## [OBJECTIVE]
Rewrite the records below with "wooden railing" swapped for "timber balustrade" throughout, keeping everything else unchanged. Leave the pictures out of your answer.
** Start SUPPLIED ENTRIES **
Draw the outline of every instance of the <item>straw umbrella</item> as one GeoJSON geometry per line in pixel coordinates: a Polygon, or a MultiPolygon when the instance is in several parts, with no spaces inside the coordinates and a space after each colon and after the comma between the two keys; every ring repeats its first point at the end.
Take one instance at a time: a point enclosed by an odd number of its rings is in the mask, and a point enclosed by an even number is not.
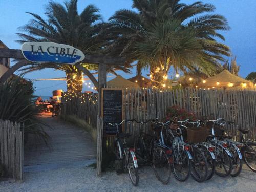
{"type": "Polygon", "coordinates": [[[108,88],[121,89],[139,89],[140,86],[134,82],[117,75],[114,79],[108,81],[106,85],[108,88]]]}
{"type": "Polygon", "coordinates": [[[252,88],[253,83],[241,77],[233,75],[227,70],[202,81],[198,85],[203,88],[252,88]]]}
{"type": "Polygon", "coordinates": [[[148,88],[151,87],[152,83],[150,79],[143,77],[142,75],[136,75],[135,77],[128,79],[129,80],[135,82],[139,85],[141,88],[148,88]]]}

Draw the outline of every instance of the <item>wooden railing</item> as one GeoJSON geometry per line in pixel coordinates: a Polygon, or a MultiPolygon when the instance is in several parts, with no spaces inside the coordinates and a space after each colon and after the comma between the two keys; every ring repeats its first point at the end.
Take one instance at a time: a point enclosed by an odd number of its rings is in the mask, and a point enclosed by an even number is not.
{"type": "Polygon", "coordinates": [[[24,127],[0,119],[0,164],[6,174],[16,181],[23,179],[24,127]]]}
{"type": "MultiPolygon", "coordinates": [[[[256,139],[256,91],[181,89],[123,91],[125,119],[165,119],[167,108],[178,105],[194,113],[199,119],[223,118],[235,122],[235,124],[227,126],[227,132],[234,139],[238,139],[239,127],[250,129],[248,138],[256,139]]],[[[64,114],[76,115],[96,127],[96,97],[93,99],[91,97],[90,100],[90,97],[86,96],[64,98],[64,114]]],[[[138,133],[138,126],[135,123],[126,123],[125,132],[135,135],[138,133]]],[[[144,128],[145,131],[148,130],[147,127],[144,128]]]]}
** End SUPPLIED ENTRIES **
## [WRITTEN REPLY]
Draw the outline of every instance of the <item>straw umbrella</item> as one GeoJSON geometry per line in pixel coordinates: a Polygon, or a MultiPolygon when the instance is in several parts, with no spaces inside the coordinates and a space after each colon and after the comma between the two keys; every ring repeats its first point at the end.
Take one instance at a time: a point enclosed by an odd number of its rings is in the mask, and a point enclosed by an even number is not.
{"type": "Polygon", "coordinates": [[[108,88],[121,89],[139,89],[140,86],[134,82],[117,75],[114,79],[108,81],[106,85],[108,88]]]}
{"type": "Polygon", "coordinates": [[[252,88],[253,83],[241,77],[233,75],[227,70],[202,81],[198,85],[203,88],[252,88]]]}
{"type": "Polygon", "coordinates": [[[148,88],[151,87],[152,83],[150,79],[143,77],[142,75],[136,75],[135,77],[128,79],[129,80],[135,82],[139,85],[141,88],[148,88]]]}

Draw the outline of every instance of the <item>timber balustrade</item> as one GeoJSON geometry per line in pixel coordinates: a Polygon, or a MultiPolygon when the instance is in several parts, with no spaces inside the coordinates and a space after each colon and after the comma between the two keys; every ring repeats its first point at the end.
Take one instance at a time: a point enclosed by an odd number of its rings is in the mask, and a point enclosed by an even number is not.
{"type": "Polygon", "coordinates": [[[24,127],[0,119],[0,164],[6,174],[16,181],[23,179],[24,127]]]}
{"type": "MultiPolygon", "coordinates": [[[[256,139],[256,91],[181,89],[123,91],[125,119],[165,119],[167,108],[178,105],[194,113],[199,119],[223,118],[235,122],[235,124],[227,126],[227,132],[234,139],[238,139],[239,127],[250,129],[248,138],[256,139]]],[[[64,114],[76,115],[96,127],[96,97],[93,99],[91,97],[90,100],[90,97],[86,96],[64,98],[64,114]]],[[[138,133],[138,126],[135,123],[126,123],[125,132],[135,135],[138,133]]],[[[144,128],[145,131],[148,130],[147,127],[144,128]]]]}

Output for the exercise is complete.